Source passage:
*****

Re: Its always the same
Not really. There are already translation layers to enable CUDA code to work on AMD GPUs...
The advantage NVIDIA has over AMD is they saturate Universities with their kit and insist on using their software with them if they want support...which unleashes loads of brainwashed people into the real world that only know CUDA.
Once we move away from AI being largely academic to being largely commercial, there will be a large shift. It's already happening to a certain degree.
There are AI libraries out there that AMD absolutely mops the floor on when directly compared with NVIDIA...the problem with CUDA is that a direct comparison cannot be made. I you do compare NVIDIA on CUDA to AMD on something else, the performance gap isn't that massive. It is significant, but not significant enough to justify the cost.
Pretty soon, performance won't really matter all that much because AI will reach a point where precision becomes more important than performance, because beyond a certain point, performance stops being important, but accuracy becomes more important.
At the moment, if you want accuracy, you need to run larger models, which is easier on AMD hardware due to more VRAM than NVIDIA hardware...NVIDIA kit might produce faster results, but AMD kit right now can produce more accurate results.
I'm not a fan boy of either side because I think both sides could do a lot better than they are and both sides have their inherent problems...but the AI race will eventually be won by AMD I think...their kit has always had more raw compute available and when solutions start moving to non-proprietary backends we'll see that extra compute making contact with the tarmac and at that point, there will be a whole back catalogue of used AMD kit that will be dirt cheap.

*****

Image-grounded pointing data:
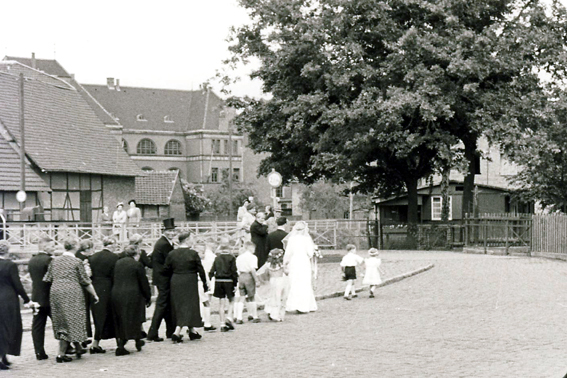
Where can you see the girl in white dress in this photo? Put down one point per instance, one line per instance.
(299, 265)
(372, 274)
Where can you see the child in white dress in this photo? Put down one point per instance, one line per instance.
(372, 274)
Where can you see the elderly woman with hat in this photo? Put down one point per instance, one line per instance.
(10, 316)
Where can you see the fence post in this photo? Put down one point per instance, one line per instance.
(506, 234)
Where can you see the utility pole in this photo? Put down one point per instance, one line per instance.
(22, 147)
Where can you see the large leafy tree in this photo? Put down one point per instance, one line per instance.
(372, 91)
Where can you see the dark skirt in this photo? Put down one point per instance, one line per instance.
(350, 273)
(129, 313)
(102, 311)
(10, 322)
(185, 304)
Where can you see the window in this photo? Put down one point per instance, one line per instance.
(146, 147)
(173, 147)
(437, 205)
(214, 175)
(215, 146)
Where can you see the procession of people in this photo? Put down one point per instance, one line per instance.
(111, 286)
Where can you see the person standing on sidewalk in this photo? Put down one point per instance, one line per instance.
(37, 267)
(162, 310)
(348, 265)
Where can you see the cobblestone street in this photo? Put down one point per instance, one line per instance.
(469, 316)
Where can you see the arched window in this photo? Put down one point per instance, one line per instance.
(173, 147)
(146, 147)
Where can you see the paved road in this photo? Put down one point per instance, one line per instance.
(470, 316)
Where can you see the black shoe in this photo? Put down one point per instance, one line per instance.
(139, 345)
(157, 339)
(61, 359)
(79, 352)
(194, 336)
(96, 350)
(121, 352)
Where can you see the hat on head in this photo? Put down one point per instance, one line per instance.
(169, 224)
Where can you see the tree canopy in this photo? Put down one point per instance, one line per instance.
(371, 91)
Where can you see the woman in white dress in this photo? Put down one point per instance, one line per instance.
(298, 263)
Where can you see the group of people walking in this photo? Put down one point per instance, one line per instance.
(112, 286)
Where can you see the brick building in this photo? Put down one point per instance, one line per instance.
(75, 167)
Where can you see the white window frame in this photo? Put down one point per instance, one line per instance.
(437, 207)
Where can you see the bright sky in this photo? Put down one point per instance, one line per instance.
(175, 44)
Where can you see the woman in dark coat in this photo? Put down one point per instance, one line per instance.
(182, 266)
(102, 266)
(130, 294)
(10, 316)
(68, 312)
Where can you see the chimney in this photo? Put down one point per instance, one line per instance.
(110, 83)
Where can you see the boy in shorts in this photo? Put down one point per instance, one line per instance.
(246, 264)
(226, 277)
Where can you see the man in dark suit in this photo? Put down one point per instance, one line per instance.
(37, 268)
(162, 310)
(275, 238)
(258, 235)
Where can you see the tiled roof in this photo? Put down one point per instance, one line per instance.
(155, 188)
(50, 67)
(10, 171)
(62, 131)
(185, 108)
(53, 68)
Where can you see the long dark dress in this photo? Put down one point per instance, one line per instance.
(182, 266)
(130, 292)
(10, 316)
(68, 314)
(102, 265)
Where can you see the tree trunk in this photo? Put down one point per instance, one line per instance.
(468, 187)
(411, 186)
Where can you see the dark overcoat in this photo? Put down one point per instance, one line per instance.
(130, 293)
(102, 265)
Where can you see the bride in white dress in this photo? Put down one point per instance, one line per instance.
(298, 262)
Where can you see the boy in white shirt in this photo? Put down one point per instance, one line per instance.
(246, 264)
(348, 266)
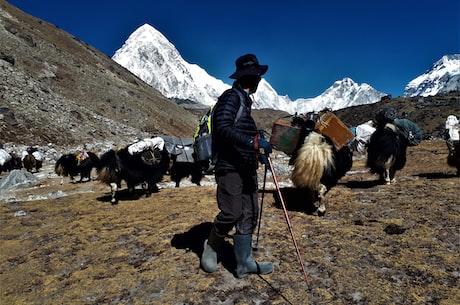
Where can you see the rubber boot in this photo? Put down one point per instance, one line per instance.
(210, 248)
(245, 263)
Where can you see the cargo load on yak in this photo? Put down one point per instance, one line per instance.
(202, 139)
(148, 148)
(287, 131)
(409, 130)
(181, 149)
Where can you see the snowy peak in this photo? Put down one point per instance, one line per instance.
(151, 57)
(342, 94)
(442, 77)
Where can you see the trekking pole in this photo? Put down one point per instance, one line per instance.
(256, 245)
(307, 281)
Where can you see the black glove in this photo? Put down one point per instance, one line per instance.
(265, 148)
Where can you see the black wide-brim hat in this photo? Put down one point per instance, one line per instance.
(248, 65)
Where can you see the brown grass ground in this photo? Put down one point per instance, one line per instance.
(79, 249)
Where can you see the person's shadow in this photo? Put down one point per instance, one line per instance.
(193, 240)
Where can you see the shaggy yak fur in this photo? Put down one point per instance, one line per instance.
(181, 170)
(30, 163)
(386, 153)
(11, 164)
(70, 165)
(454, 159)
(142, 168)
(319, 166)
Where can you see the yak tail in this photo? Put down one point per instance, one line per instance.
(106, 175)
(314, 157)
(59, 170)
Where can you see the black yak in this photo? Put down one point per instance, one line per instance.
(32, 159)
(386, 153)
(387, 147)
(8, 161)
(73, 165)
(146, 168)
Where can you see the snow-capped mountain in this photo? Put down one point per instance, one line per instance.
(341, 94)
(442, 77)
(150, 56)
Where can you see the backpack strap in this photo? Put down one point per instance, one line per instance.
(240, 110)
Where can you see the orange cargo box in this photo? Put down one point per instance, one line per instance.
(284, 136)
(332, 127)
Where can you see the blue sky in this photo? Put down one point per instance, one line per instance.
(308, 45)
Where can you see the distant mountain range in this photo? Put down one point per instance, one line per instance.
(442, 77)
(149, 55)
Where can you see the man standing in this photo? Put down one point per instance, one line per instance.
(237, 149)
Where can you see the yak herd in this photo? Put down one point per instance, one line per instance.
(318, 163)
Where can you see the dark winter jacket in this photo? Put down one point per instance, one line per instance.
(230, 140)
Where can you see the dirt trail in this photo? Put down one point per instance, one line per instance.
(377, 244)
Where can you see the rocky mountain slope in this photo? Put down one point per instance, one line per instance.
(55, 88)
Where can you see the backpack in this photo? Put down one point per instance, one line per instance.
(202, 139)
(409, 130)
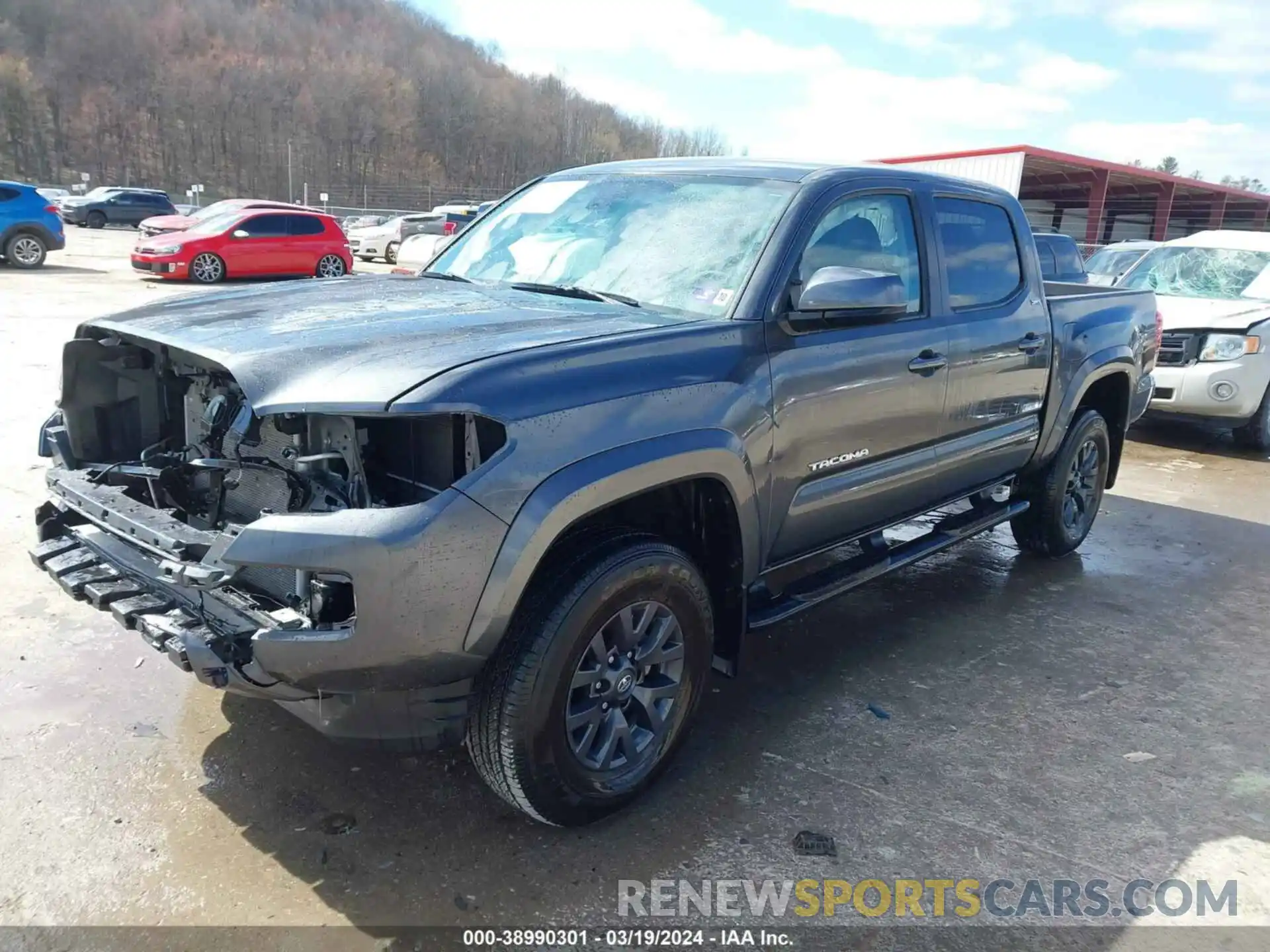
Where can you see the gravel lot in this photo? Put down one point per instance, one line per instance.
(1014, 686)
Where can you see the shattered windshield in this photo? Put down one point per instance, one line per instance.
(685, 243)
(1214, 273)
(1109, 262)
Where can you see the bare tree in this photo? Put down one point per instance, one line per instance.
(371, 95)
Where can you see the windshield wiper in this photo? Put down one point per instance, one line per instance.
(444, 276)
(574, 291)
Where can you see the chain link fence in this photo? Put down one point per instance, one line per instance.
(388, 201)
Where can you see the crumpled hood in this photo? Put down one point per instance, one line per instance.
(1202, 314)
(355, 344)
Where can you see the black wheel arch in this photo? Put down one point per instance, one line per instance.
(693, 491)
(1105, 382)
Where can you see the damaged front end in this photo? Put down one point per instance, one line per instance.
(292, 556)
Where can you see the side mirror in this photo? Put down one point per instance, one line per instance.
(859, 290)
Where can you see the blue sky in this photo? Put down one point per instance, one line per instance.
(861, 79)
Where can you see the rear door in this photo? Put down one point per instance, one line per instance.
(1000, 340)
(857, 401)
(258, 245)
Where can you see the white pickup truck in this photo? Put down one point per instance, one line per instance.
(1213, 292)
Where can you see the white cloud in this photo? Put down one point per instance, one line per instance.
(919, 16)
(1060, 73)
(1234, 33)
(1216, 149)
(683, 32)
(892, 116)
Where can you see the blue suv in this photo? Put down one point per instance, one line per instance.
(30, 226)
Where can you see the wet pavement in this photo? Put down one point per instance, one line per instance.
(1014, 688)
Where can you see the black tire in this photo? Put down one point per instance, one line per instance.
(26, 251)
(207, 268)
(1255, 434)
(517, 734)
(1047, 527)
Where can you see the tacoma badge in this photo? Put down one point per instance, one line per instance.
(839, 460)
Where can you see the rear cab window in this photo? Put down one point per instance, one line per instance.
(982, 262)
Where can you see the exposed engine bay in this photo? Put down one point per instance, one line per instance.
(159, 430)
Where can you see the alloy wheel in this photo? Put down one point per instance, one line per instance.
(1080, 500)
(26, 252)
(206, 268)
(625, 687)
(331, 267)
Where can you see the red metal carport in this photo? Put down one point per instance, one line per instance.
(1096, 201)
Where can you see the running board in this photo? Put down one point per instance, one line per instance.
(875, 561)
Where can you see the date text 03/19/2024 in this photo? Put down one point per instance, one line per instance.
(626, 938)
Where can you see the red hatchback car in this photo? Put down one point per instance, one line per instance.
(245, 244)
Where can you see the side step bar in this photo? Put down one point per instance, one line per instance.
(878, 560)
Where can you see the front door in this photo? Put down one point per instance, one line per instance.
(857, 403)
(1000, 343)
(261, 249)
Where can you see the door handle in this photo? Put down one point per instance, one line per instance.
(927, 362)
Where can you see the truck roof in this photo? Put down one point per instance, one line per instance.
(779, 169)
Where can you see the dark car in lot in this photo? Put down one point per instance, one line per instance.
(30, 226)
(1061, 259)
(125, 206)
(530, 499)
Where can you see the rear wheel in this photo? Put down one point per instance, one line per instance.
(207, 268)
(593, 687)
(331, 267)
(26, 252)
(1066, 496)
(1255, 434)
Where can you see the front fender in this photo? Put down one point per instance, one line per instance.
(596, 483)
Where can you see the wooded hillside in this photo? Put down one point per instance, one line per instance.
(374, 97)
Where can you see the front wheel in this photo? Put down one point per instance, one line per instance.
(207, 268)
(1255, 434)
(595, 684)
(331, 267)
(26, 252)
(1066, 496)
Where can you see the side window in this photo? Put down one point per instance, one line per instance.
(981, 252)
(876, 233)
(266, 226)
(1070, 260)
(1048, 266)
(305, 225)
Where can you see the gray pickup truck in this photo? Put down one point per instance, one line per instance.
(530, 498)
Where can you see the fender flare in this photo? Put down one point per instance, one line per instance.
(596, 483)
(1095, 367)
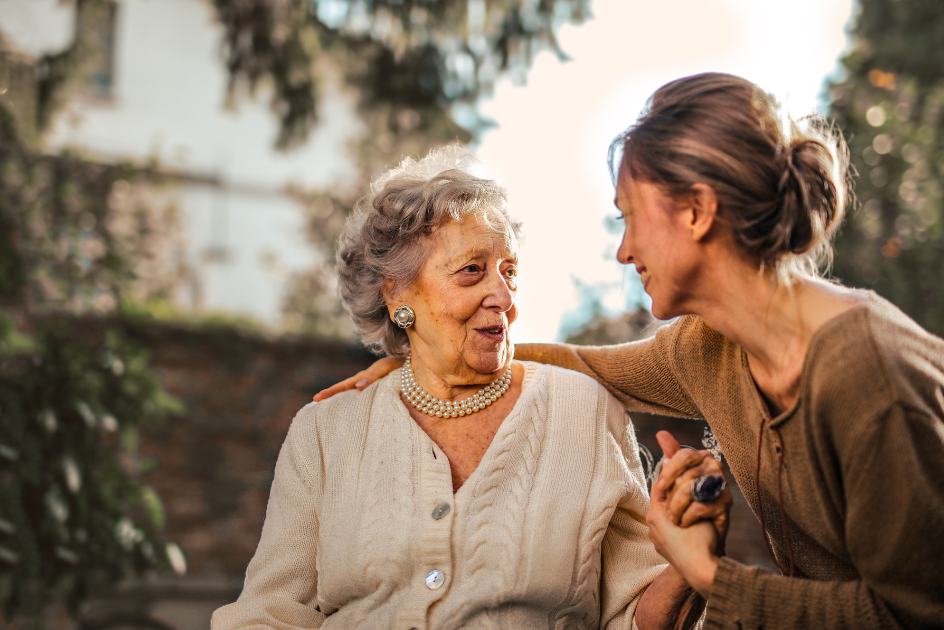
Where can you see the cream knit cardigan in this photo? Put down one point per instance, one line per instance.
(548, 531)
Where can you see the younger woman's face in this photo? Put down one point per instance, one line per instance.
(658, 242)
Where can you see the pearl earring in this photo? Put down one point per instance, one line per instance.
(404, 316)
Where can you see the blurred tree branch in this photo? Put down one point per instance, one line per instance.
(890, 105)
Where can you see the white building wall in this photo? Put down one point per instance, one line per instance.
(168, 103)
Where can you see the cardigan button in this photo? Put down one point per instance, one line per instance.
(440, 510)
(435, 579)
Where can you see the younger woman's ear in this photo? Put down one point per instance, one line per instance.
(393, 299)
(704, 207)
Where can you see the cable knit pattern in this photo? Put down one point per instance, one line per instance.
(494, 546)
(547, 531)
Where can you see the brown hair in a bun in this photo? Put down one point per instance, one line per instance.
(782, 185)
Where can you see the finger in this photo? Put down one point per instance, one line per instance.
(337, 388)
(667, 443)
(680, 462)
(702, 512)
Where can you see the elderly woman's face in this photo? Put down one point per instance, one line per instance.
(464, 299)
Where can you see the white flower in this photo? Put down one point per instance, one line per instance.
(176, 557)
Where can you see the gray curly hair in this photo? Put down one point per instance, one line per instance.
(384, 241)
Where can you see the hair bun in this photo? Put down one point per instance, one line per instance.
(811, 200)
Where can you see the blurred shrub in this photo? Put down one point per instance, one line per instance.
(75, 236)
(890, 105)
(74, 514)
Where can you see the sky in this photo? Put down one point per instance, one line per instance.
(548, 145)
(551, 137)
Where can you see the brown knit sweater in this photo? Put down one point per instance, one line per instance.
(860, 458)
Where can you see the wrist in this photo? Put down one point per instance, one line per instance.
(704, 576)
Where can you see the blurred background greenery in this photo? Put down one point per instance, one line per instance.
(89, 236)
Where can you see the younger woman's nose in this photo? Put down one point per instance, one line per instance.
(501, 294)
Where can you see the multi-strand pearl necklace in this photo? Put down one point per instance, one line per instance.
(445, 408)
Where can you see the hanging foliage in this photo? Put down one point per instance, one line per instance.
(891, 108)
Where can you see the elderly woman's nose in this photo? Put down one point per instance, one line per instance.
(623, 254)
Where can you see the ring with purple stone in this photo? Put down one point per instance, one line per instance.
(707, 488)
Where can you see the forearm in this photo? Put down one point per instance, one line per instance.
(637, 374)
(669, 602)
(751, 598)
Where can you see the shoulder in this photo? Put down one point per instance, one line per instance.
(874, 356)
(570, 394)
(566, 383)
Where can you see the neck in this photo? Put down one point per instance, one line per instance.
(773, 324)
(450, 386)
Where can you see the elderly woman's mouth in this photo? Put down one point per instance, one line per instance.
(495, 333)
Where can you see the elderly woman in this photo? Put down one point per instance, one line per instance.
(466, 489)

*****

The task:
Could you carry on the forum reply about AMD and NVIDIA hardware for AI, picking up right after its final sentence?

Response to the task:
Right now, I currently have an AMD card in my dedicated LLM box...purely because it allows me to run larger models, I have the NVIDIA card in my desktop.
Is it slower...yes...is it slower to the point that it makes a difference to my workflow? No, not at all...with either card, it produces results faster than I can read them...therefore it came down to whether I could run larger models...AMD cards can do that, NVIDIA cards, currently, cannot.
The next generation of NVIDIA cards will likely have loads more VRAM to try and combat this, but historically, AMD has always leapfrogged NVIDIA with VRAM capacity so I don't expect NVIDIA to increase their VRAM above that of AMD...if the flagship NVIDIA card comes with 32GB of VRAM, the AMD flagship will have 48GB...purely because NVIDIA can't help itself when it comes to cutting corners and min/maxing profit.
Right now, if the technical complexity isn't a factor for you, the choice you have is:
1) Run slight older, smaller models as fast as possible...NVIDIA.
2) Run the latest, larger models...AMD.